[Exercise details]
Rescale the rows starting at the line containing "foliage and output its region." and ending at the line containing "[0,37,35,116]", and write out only these lines with the requests included. Multiply every bounding-box coordinate in the answers by 0.7 and round each result to a whole number, rounding halves up.

[Provided records]
►

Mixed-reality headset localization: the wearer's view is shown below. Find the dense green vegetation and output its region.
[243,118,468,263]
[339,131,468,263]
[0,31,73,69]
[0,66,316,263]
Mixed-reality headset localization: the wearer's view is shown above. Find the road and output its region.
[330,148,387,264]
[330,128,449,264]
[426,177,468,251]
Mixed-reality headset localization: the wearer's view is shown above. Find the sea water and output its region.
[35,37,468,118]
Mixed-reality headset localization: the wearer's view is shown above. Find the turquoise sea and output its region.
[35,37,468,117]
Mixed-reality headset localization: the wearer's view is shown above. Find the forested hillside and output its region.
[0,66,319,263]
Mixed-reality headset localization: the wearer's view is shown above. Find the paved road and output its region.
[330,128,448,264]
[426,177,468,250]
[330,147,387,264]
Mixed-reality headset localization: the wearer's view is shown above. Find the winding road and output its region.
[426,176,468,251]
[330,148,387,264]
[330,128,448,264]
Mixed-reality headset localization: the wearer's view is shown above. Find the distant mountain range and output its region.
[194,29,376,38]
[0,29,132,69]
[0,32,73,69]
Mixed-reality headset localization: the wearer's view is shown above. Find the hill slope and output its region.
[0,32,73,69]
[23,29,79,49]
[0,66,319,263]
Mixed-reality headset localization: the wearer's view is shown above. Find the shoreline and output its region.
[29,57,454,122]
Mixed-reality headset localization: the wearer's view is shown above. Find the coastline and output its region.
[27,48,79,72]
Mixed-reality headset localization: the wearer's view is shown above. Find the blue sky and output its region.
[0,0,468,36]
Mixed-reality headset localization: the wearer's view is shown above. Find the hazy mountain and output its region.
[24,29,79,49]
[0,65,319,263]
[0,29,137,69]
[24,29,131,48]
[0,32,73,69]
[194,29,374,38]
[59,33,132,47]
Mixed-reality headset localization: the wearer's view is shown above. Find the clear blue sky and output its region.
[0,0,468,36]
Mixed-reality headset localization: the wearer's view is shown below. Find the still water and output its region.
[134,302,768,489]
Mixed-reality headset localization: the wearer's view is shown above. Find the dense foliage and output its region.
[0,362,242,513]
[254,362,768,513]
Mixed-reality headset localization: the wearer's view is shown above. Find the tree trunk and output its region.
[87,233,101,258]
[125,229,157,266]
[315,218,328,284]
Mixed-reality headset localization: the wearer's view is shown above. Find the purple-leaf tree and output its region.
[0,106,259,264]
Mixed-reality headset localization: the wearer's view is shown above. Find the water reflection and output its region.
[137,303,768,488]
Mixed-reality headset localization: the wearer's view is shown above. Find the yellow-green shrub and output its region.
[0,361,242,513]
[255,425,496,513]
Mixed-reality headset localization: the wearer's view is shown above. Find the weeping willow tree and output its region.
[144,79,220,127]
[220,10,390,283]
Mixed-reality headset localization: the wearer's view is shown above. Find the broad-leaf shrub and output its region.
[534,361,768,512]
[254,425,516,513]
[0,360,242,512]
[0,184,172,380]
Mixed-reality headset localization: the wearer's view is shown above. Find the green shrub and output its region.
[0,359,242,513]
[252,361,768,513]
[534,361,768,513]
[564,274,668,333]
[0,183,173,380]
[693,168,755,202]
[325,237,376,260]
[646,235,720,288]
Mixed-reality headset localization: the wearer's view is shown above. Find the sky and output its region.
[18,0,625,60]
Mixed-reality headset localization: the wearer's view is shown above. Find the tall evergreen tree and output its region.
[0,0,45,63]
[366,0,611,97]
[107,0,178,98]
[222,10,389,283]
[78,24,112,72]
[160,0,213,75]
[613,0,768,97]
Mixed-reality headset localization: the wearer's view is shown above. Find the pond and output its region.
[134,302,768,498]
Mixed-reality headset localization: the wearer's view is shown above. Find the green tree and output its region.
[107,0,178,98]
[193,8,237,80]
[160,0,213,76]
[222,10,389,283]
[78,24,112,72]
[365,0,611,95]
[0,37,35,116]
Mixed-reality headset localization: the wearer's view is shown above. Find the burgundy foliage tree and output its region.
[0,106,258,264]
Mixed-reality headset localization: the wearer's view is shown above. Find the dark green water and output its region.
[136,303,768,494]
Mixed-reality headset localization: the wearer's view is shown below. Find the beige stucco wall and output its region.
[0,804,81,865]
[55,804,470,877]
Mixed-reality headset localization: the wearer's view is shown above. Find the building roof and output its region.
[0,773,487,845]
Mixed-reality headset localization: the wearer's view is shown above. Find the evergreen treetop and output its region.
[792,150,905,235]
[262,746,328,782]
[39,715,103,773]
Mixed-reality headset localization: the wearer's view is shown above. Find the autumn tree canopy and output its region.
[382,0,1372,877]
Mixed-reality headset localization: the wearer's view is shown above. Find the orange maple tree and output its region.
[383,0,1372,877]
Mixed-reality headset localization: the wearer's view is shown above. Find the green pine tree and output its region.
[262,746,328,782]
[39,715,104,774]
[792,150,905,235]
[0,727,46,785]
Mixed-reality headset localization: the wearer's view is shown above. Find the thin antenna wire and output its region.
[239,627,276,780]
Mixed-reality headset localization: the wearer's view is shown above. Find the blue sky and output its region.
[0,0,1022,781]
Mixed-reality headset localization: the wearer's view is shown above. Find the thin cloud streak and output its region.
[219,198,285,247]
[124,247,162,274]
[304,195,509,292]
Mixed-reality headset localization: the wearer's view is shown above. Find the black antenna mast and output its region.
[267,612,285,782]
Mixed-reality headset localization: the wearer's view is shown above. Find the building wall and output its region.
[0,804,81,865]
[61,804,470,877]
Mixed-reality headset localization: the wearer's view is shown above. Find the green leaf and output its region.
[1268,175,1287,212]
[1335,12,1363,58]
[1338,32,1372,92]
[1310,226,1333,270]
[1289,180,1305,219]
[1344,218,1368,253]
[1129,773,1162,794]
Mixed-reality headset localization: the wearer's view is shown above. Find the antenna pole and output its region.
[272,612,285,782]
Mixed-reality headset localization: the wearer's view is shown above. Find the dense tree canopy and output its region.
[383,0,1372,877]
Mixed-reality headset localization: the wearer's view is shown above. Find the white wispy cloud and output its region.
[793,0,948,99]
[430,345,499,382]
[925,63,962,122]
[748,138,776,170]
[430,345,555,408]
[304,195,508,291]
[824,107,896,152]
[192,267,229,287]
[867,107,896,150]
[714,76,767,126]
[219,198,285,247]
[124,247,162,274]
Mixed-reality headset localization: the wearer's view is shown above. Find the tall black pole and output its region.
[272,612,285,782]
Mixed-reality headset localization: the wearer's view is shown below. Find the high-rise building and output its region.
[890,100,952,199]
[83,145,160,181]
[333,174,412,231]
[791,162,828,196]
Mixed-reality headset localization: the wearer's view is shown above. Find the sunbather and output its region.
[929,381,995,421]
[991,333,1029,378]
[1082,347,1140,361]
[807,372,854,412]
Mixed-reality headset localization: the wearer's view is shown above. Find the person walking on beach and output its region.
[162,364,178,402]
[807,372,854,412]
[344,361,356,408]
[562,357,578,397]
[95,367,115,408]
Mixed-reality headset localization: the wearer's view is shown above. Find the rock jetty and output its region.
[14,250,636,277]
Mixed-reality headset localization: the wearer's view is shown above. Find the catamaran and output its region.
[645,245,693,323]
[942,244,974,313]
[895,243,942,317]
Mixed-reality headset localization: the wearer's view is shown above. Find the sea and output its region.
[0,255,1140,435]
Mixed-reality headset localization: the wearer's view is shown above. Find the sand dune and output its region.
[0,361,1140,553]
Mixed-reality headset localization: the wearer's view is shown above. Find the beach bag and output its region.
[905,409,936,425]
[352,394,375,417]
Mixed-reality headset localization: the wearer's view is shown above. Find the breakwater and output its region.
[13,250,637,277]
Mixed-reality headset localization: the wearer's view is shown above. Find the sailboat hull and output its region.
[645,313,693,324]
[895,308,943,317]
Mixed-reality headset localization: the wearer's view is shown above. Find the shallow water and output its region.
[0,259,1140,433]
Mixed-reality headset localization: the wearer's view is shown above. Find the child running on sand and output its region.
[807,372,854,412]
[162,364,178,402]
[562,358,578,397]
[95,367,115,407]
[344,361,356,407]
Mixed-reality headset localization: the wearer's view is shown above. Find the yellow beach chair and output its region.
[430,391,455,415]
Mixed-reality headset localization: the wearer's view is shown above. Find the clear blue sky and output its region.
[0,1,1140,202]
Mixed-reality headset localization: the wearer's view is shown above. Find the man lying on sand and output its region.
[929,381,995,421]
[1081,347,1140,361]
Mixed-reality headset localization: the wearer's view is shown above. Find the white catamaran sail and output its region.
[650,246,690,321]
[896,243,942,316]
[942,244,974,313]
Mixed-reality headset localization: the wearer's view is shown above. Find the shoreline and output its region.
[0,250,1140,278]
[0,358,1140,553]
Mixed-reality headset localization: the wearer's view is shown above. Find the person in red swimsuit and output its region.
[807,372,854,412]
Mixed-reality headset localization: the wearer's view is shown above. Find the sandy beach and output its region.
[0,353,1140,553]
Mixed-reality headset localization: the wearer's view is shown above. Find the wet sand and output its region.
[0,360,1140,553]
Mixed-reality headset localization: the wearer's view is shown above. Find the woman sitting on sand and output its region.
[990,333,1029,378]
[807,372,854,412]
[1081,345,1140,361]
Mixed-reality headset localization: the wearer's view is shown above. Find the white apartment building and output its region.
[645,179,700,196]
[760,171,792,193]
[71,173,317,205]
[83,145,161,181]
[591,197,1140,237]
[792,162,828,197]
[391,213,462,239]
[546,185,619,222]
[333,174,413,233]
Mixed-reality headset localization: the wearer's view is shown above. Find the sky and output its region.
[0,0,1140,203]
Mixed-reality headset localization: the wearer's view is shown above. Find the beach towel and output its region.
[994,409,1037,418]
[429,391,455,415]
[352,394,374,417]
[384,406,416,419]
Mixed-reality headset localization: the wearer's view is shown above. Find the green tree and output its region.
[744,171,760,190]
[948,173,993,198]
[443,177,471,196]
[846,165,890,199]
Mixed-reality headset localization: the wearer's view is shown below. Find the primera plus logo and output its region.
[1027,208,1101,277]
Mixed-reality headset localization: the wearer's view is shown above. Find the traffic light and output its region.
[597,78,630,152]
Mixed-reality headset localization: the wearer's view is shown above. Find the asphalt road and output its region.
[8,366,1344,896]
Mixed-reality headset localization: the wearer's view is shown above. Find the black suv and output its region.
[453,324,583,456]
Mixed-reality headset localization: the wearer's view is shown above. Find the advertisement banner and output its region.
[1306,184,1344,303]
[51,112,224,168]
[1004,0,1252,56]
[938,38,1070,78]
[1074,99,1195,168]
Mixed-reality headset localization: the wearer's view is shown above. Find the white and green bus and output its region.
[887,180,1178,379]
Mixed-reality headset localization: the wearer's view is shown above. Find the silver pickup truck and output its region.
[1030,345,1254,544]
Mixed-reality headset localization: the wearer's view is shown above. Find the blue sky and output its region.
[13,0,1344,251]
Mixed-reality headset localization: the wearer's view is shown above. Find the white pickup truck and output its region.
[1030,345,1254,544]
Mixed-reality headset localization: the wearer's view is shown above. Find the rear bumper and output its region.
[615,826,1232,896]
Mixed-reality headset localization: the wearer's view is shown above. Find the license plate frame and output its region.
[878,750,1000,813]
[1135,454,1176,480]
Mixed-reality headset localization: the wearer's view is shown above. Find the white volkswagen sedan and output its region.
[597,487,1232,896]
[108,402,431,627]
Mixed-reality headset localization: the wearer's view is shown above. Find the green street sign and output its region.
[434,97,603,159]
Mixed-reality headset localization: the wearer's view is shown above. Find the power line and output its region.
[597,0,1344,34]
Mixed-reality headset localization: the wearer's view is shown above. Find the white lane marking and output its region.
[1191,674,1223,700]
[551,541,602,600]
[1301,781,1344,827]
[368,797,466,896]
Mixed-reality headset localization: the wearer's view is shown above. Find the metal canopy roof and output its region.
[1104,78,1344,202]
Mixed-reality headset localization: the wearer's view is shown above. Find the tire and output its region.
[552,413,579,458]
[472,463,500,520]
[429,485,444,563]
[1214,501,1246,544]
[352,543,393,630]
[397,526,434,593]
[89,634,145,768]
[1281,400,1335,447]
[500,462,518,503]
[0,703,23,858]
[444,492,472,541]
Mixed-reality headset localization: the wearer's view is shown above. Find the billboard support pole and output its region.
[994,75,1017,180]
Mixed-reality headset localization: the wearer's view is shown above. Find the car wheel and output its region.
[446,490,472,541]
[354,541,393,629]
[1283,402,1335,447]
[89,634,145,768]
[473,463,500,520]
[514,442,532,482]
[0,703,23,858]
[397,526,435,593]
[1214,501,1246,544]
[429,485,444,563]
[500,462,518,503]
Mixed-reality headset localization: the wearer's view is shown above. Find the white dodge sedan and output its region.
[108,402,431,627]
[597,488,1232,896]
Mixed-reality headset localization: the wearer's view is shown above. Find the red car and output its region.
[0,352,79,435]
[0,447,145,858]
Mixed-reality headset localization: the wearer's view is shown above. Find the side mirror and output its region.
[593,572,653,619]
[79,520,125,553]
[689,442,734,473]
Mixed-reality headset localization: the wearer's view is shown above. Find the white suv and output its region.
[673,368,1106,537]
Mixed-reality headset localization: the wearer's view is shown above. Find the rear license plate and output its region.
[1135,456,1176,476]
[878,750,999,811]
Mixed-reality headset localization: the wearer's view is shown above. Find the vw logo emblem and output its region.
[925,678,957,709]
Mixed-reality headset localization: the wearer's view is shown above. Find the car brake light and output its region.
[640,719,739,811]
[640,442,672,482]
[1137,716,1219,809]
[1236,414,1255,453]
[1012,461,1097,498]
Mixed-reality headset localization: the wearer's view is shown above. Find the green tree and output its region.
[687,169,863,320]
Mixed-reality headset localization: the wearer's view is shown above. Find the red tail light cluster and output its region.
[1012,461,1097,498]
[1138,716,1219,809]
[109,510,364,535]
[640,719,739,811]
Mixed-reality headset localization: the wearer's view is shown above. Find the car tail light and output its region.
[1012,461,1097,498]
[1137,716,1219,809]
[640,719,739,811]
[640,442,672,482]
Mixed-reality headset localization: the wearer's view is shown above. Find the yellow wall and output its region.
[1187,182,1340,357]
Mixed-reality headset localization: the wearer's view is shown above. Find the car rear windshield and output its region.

◄

[Output of the exercise]
Mixed-reality headset localization: the wearer's view is shown above. Find the dense foliage and output its region.
[0,253,169,359]
[178,253,538,359]
Mixed-reality headset localization: the wearer's view is shown above. Find the tree trunk and output its region.
[61,163,71,181]
[88,160,110,186]
[221,153,230,199]
Mixed-reality headset localization: the wearer's view is shown above. Find the purple-leaf tree and output its region.
[0,74,181,185]
Mixed-reality headset localization: the wearer's view is shown above. Find the water reflection and output its region.
[96,212,538,342]
Mixed-reality headset localization: the wearer's view is shown above. Find the yellow-green shrub and output its region.
[0,253,169,359]
[179,298,347,359]
Mixed-reality headset localization: the wearer's view is shown above. Find the weeping willow tree and output its region.
[101,55,154,89]
[154,7,273,198]
Mixed-reality headset localization: the wearer's view is shown above. Find the broad-leaf shrub and output its region.
[374,253,538,358]
[178,298,361,359]
[0,252,169,358]
[0,129,120,266]
Mixed-reality headset localization: the wearer's view is shown above. Find the green shrub and output its region.
[0,251,169,359]
[176,253,538,359]
[374,253,538,359]
[395,192,468,233]
[0,128,121,266]
[485,118,529,141]
[228,166,263,182]
[452,165,504,202]
Mixed-reality headset localization: the wearer's view is shown above. Find the sky and output its region.
[13,0,438,42]
Mixed-reality headset localization: the wearer's view is shown above. Find the tall evergreen tree and output its region.
[0,0,32,44]
[256,0,428,68]
[75,0,125,69]
[155,7,272,198]
[55,17,78,50]
[112,0,149,53]
[429,0,538,68]
Mixed-reality headset localization: the wearer's view is shown above. Find the pond and output its region.
[94,211,538,349]
Mixed-reality headset localization: the wearer's view is shown above. Find the green tree and output its region.
[75,0,125,69]
[135,6,166,56]
[112,0,149,53]
[155,7,272,198]
[55,17,78,50]
[256,0,428,67]
[0,26,25,81]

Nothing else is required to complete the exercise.